# DIRECTIONS FOR THIS TASK
Search the entries for the word "white" and return every line where it is found.

# EXERCISE MATERIAL
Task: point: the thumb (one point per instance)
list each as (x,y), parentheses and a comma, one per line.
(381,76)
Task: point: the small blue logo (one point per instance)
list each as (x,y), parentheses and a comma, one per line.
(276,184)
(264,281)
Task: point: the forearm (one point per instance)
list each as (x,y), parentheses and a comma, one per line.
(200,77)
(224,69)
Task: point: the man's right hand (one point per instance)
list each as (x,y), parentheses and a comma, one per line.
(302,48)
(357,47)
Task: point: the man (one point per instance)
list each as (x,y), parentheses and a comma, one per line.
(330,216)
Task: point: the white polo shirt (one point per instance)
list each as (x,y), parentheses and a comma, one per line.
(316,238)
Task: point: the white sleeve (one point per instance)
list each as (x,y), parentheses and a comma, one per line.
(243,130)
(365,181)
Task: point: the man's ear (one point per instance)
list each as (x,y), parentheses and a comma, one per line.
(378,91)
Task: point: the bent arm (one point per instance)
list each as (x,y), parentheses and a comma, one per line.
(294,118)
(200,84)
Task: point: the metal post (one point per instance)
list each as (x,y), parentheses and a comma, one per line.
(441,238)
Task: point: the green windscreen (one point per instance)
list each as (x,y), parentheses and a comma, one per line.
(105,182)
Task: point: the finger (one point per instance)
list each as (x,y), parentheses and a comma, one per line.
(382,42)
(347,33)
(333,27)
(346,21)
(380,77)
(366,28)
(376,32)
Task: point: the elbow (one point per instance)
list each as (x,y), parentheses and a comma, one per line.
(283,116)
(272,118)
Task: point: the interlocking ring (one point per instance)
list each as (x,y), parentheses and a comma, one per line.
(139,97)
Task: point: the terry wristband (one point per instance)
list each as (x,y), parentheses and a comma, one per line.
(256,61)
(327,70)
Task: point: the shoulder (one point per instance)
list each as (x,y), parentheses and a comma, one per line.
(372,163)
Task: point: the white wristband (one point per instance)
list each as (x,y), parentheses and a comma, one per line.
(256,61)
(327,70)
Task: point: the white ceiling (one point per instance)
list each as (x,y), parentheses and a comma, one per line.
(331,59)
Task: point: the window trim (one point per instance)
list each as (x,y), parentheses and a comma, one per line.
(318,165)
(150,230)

# SOLUTION
Task: point: the white polo shirt (one point per instance)
Task: point: the white sleeve (one point per instance)
Task: point: the white wristband (one point per instance)
Task: point: the white ceiling (one point per instance)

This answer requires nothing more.